TASK BRIEF: Say how many lines of these entries include the word "positive", and answer with the number alone.

==== DATASET ====

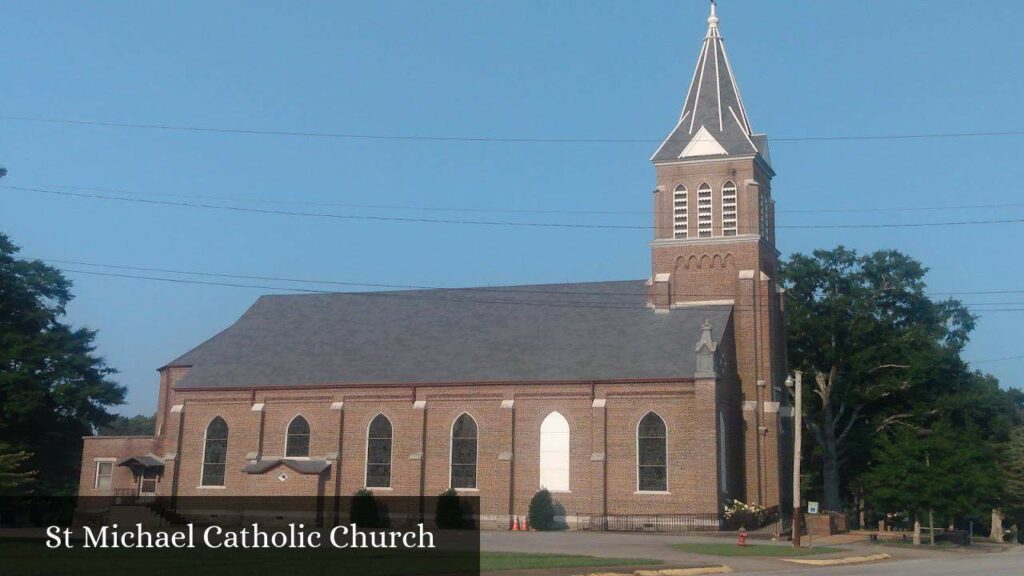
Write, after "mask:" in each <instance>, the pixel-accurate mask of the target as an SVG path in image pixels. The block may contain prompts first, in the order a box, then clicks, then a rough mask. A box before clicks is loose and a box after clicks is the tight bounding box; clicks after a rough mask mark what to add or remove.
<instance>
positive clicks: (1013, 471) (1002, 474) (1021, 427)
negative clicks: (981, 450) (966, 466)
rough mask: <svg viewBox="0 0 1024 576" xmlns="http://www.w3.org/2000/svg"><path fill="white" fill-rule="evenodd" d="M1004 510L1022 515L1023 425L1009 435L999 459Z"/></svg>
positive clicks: (1020, 426)
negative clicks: (1003, 484)
mask: <svg viewBox="0 0 1024 576" xmlns="http://www.w3.org/2000/svg"><path fill="white" fill-rule="evenodd" d="M999 463H1000V466H1001V468H1002V478H1004V479H1005V481H1006V485H1005V487H1004V490H1005V492H1004V494H1005V503H1006V509H1007V510H1008V511H1010V512H1013V513H1015V515H1021V513H1024V425H1018V426H1016V427H1015V428H1014V429H1013V431H1012V433H1011V434H1010V440H1009V442H1008V443H1007V444H1006V447H1005V450H1004V452H1002V454H1001V458H1000V462H999Z"/></svg>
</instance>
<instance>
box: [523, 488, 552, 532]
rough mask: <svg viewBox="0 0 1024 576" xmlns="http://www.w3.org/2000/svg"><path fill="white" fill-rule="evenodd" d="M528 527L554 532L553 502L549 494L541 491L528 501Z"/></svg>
mask: <svg viewBox="0 0 1024 576" xmlns="http://www.w3.org/2000/svg"><path fill="white" fill-rule="evenodd" d="M526 518H527V519H528V520H529V527H530V528H532V529H534V530H555V528H557V527H556V526H555V502H554V500H552V498H551V492H548V490H547V489H546V488H545V489H542V490H541V491H539V492H538V493H537V494H534V497H532V498H531V499H530V501H529V512H528V513H527V515H526Z"/></svg>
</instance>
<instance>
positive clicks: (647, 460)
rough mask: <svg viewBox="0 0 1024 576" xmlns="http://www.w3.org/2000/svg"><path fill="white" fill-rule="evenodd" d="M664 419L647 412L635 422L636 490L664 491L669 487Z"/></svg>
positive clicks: (665, 429) (663, 491)
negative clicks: (636, 445)
mask: <svg viewBox="0 0 1024 576" xmlns="http://www.w3.org/2000/svg"><path fill="white" fill-rule="evenodd" d="M666 439H667V429H666V427H665V420H663V419H662V417H660V416H658V415H657V414H655V413H653V412H648V413H647V415H646V416H644V417H643V418H641V419H640V423H639V424H637V490H639V491H640V492H665V491H666V490H668V489H669V488H668V487H669V483H668V476H667V474H666V471H667V470H666V467H667V462H666V451H667V450H666Z"/></svg>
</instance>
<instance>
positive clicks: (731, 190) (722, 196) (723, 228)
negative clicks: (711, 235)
mask: <svg viewBox="0 0 1024 576" xmlns="http://www.w3.org/2000/svg"><path fill="white" fill-rule="evenodd" d="M736 221H737V220H736V184H734V183H732V181H728V182H725V186H723V187H722V236H736V230H737V227H736Z"/></svg>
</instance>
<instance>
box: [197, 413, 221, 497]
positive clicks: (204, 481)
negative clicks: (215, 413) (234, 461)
mask: <svg viewBox="0 0 1024 576" xmlns="http://www.w3.org/2000/svg"><path fill="white" fill-rule="evenodd" d="M226 460H227V422H225V421H224V419H223V418H221V417H220V416H217V417H215V418H214V419H213V420H211V421H210V423H209V424H208V425H207V426H206V440H205V442H204V443H203V481H202V482H201V483H200V485H201V486H223V485H224V462H225V461H226Z"/></svg>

====

RESPONSE BELOW: 6